Material shown Start Marker

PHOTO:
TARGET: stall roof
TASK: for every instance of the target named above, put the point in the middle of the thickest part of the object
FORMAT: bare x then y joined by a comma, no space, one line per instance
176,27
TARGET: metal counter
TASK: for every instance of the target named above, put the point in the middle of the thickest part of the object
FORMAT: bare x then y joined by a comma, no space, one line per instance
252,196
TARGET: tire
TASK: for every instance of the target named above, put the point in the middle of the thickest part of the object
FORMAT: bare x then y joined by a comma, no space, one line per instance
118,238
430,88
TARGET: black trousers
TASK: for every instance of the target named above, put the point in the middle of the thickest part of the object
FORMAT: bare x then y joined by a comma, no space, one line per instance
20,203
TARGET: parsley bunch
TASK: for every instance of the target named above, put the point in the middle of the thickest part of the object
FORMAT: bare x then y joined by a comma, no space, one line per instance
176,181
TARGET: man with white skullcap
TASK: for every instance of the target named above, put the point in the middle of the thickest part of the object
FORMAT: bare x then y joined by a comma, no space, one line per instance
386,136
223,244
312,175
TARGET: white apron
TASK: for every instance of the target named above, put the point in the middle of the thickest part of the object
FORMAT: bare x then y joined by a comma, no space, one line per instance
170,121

Material shown End Marker
Material shown Start Marker

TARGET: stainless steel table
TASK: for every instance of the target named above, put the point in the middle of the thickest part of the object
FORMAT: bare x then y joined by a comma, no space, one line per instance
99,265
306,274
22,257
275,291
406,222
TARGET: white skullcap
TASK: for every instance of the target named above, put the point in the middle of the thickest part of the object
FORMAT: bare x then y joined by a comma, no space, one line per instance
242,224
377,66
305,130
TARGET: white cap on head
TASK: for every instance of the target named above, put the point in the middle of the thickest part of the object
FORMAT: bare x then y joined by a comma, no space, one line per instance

Material shown End Marker

**What you need to do**.
For each line in the records that contains the word "skullcap", make a copy.

**Task response**.
TARGET: man with white skullcap
TARGET: white skullcap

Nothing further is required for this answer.